Set out the lines from the one containing "For quality-assurance purposes, verify whether the woman's brown" through the one containing "[[6, 44, 215, 322]]", inclusive, as a numbered list, omitting any blank lines.
**** Data shown
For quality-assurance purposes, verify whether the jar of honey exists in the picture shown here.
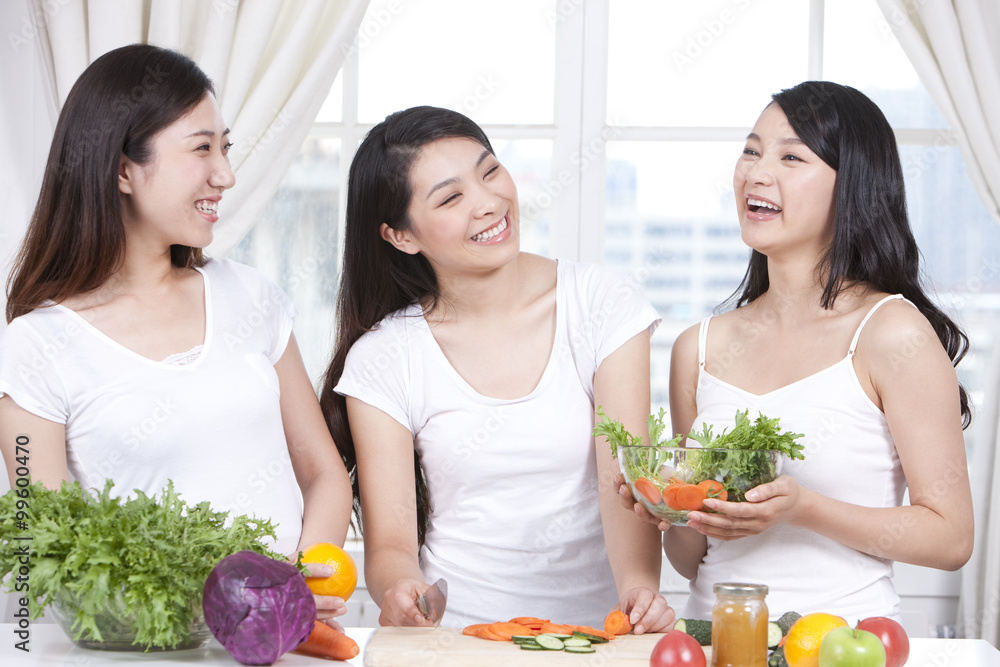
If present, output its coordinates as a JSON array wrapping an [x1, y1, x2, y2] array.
[[712, 583, 768, 667]]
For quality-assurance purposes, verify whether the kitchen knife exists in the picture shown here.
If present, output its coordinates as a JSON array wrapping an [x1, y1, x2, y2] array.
[[417, 579, 448, 628]]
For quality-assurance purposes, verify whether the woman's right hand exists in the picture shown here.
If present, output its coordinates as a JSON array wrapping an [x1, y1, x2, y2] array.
[[378, 579, 434, 627], [615, 473, 670, 532]]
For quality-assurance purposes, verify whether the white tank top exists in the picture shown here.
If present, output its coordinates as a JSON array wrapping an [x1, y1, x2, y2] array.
[[684, 294, 909, 625]]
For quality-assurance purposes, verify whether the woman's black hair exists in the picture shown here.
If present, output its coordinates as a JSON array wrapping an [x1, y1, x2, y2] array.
[[727, 81, 972, 428], [6, 44, 215, 322], [320, 106, 493, 544]]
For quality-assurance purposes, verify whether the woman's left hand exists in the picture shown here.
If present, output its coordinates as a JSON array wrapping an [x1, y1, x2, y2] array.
[[616, 587, 677, 635], [687, 475, 802, 540]]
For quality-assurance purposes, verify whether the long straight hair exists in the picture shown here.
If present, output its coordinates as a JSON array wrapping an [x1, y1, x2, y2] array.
[[320, 106, 493, 545], [727, 81, 972, 428], [6, 44, 215, 322]]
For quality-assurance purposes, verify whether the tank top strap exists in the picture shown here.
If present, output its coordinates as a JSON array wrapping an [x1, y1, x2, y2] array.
[[847, 294, 905, 357], [698, 315, 712, 368]]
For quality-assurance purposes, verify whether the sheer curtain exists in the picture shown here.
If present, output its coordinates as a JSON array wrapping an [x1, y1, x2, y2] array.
[[878, 0, 1000, 645], [0, 0, 368, 330]]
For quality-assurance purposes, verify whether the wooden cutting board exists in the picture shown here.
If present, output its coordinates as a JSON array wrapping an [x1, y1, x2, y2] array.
[[364, 628, 712, 667]]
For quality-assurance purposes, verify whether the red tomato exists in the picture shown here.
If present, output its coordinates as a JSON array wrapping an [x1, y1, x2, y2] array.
[[649, 630, 707, 667], [858, 616, 910, 667]]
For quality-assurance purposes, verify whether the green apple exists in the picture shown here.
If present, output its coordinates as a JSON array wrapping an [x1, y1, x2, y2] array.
[[819, 627, 885, 667]]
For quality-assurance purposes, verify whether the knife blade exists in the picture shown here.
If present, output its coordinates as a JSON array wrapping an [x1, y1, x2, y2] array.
[[417, 579, 448, 628]]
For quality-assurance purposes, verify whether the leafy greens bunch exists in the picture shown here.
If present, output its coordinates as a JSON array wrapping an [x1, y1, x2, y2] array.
[[594, 407, 805, 502], [688, 410, 805, 502], [594, 406, 682, 480], [0, 480, 284, 650]]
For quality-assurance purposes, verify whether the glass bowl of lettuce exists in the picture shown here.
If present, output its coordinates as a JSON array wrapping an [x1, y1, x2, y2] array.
[[618, 445, 784, 526], [594, 408, 804, 526]]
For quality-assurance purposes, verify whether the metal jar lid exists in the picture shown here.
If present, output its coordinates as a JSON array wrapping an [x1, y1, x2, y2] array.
[[712, 582, 767, 597]]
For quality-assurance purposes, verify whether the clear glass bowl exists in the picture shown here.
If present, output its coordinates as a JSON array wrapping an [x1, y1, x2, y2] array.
[[618, 445, 784, 526], [46, 593, 212, 652]]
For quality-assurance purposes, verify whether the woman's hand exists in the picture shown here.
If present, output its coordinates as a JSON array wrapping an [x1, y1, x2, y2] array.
[[288, 555, 347, 632], [378, 579, 434, 627], [616, 588, 677, 635], [687, 475, 803, 540], [614, 472, 670, 531]]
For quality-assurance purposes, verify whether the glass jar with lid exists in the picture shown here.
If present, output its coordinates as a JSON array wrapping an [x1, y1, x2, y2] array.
[[712, 583, 768, 667]]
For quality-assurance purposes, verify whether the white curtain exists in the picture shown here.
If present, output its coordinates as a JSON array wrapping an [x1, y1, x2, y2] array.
[[0, 0, 368, 276], [878, 0, 1000, 224]]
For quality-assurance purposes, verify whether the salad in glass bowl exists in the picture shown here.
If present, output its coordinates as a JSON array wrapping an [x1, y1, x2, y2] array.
[[594, 408, 804, 526]]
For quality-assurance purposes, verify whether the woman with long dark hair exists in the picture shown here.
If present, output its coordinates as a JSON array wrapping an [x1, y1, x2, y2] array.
[[626, 81, 973, 621], [320, 107, 674, 632], [0, 44, 350, 618]]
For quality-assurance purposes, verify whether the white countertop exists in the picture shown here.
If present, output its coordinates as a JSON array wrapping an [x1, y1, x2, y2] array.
[[0, 623, 1000, 667]]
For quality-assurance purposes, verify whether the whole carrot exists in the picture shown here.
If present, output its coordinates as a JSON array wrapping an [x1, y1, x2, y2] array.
[[295, 621, 361, 660]]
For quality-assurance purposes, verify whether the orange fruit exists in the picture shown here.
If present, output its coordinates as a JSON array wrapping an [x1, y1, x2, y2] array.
[[302, 542, 358, 600], [785, 613, 847, 667]]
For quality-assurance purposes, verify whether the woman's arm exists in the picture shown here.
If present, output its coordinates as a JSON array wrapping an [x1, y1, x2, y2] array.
[[689, 303, 974, 570], [347, 397, 432, 626], [274, 334, 352, 627], [594, 331, 674, 634], [274, 334, 352, 550], [663, 325, 708, 579], [0, 395, 69, 490]]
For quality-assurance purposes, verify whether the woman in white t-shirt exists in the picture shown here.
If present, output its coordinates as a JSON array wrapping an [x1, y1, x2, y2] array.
[[0, 44, 350, 620], [622, 81, 973, 625], [320, 107, 674, 632]]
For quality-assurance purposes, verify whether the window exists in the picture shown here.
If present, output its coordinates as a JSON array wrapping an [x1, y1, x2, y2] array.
[[232, 0, 1000, 437]]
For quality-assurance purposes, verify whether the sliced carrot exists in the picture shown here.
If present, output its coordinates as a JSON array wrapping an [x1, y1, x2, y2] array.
[[462, 623, 489, 637], [604, 609, 632, 635], [635, 477, 660, 505], [295, 621, 361, 660], [674, 484, 707, 511], [698, 479, 729, 500], [663, 484, 684, 510], [489, 622, 531, 639], [573, 625, 616, 640]]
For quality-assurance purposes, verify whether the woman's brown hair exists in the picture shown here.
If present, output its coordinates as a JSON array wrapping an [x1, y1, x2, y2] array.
[[6, 44, 215, 322]]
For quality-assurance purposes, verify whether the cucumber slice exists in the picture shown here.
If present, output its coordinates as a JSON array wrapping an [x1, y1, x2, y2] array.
[[767, 621, 785, 648], [674, 618, 712, 646], [535, 635, 564, 651], [563, 637, 590, 648], [564, 646, 597, 653]]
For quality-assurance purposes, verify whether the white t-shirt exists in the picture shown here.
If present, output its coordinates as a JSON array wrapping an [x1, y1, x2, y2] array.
[[336, 261, 659, 626], [0, 260, 302, 553]]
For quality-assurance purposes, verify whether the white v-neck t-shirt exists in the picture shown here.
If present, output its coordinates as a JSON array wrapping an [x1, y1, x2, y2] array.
[[336, 261, 659, 627], [0, 260, 302, 552]]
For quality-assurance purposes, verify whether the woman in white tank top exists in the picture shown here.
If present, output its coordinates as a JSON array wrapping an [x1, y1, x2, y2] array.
[[624, 82, 973, 623]]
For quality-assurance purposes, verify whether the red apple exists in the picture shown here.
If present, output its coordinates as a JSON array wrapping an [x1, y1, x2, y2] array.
[[858, 616, 910, 667], [649, 630, 706, 667], [819, 627, 885, 667]]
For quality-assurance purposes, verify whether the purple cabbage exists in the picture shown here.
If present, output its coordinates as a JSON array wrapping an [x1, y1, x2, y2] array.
[[202, 551, 316, 665]]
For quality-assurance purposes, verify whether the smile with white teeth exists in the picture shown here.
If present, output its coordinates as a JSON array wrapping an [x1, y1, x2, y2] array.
[[747, 197, 781, 213], [472, 217, 507, 243]]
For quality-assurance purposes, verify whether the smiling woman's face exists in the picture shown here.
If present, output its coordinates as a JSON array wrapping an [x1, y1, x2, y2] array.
[[382, 137, 520, 275], [733, 103, 837, 258]]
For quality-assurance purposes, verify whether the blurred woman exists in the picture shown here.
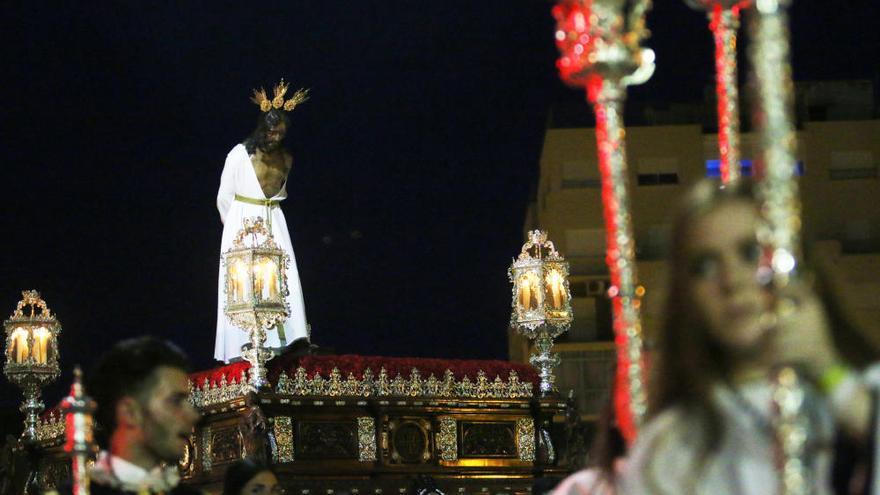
********
• _Result of the task_:
1. For quality-assurance purposes, verify whether the woman's brown hair exists in the picture shown here.
2. If present, output its coordinates as a JSON array wrapping an [x1, y1, x2, y2] array.
3. [[6, 44, 215, 322]]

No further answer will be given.